▶ _Task description_: Please repeat, word for word, the stretch of the material below from the line containing "Would you please pick out the man in" through the line containing "point(663, 343)", including both of those lines.

▶ _Entries supplied_:
========================================================================
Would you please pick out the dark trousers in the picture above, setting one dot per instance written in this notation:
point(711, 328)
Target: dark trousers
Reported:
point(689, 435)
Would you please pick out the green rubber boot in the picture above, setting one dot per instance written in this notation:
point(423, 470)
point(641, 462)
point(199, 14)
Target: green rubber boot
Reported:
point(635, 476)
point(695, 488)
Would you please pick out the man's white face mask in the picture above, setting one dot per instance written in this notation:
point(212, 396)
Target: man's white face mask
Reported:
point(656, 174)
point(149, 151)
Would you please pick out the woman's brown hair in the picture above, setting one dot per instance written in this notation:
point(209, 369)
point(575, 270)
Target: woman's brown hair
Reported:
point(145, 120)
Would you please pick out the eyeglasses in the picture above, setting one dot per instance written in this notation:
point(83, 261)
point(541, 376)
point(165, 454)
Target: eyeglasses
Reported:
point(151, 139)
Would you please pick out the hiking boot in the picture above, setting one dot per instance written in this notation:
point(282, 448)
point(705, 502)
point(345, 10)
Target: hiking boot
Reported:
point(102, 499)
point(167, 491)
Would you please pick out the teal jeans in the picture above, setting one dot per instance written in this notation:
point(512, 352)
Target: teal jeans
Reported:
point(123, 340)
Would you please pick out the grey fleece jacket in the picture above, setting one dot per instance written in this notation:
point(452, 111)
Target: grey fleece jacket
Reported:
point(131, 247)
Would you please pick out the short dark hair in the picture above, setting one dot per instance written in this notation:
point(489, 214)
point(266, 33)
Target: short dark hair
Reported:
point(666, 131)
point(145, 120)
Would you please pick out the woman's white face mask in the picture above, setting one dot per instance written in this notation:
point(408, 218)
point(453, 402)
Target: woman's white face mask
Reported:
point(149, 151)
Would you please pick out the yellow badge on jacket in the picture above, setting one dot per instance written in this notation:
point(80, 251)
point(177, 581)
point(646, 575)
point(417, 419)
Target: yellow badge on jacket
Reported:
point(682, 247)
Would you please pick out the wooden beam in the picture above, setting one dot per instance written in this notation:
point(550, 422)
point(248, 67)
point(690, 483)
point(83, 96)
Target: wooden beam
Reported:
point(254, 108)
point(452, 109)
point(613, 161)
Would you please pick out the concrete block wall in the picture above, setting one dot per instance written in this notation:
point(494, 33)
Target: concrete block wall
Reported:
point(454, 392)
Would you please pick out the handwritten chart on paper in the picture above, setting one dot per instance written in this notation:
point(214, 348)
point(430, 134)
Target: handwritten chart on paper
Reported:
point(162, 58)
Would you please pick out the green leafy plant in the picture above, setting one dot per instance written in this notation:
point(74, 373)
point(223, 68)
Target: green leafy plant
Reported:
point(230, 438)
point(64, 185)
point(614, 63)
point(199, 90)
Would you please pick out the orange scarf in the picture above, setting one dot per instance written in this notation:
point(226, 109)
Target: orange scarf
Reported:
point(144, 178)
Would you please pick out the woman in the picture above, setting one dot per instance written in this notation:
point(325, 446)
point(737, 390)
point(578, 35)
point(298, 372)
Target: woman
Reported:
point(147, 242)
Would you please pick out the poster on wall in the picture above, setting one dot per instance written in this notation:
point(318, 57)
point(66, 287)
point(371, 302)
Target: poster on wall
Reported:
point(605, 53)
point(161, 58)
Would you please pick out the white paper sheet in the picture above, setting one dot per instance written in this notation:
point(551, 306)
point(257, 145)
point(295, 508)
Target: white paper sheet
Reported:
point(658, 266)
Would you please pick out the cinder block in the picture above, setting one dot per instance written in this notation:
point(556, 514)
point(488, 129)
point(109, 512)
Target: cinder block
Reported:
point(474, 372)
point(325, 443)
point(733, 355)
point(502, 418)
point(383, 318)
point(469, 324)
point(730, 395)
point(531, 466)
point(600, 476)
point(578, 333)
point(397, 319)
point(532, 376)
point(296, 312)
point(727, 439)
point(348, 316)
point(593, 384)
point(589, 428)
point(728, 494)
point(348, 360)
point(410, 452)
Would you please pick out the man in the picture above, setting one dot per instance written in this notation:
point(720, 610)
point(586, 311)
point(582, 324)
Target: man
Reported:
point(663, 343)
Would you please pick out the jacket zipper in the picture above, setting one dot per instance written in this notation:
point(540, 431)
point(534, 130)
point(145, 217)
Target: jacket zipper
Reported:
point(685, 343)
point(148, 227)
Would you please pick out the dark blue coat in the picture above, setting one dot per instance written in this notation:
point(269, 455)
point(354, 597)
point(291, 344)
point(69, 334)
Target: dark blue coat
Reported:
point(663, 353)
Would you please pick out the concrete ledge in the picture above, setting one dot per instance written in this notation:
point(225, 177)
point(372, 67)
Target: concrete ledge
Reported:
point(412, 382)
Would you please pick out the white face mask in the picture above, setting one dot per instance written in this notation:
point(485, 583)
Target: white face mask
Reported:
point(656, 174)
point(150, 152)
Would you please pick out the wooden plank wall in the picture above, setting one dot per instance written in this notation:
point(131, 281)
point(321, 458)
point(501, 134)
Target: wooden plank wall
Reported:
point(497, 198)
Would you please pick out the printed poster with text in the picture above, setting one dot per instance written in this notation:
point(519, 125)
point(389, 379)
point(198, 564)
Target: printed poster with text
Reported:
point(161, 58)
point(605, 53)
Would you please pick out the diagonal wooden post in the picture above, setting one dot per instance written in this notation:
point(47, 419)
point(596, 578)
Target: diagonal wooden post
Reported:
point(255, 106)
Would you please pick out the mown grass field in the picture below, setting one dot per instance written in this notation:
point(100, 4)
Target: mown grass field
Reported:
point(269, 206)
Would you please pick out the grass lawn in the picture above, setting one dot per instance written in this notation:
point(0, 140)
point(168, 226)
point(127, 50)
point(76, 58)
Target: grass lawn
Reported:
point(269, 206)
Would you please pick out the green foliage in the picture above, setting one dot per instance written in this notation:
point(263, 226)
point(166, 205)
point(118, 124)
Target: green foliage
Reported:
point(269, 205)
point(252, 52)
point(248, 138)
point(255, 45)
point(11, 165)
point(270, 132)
========================================================================
▶ _Solution to this task_:
Would you please pick out the man in the picture above, setting one dot per instance written in this notation:
point(720, 610)
point(586, 311)
point(582, 324)
Target: man
Reported:
point(663, 343)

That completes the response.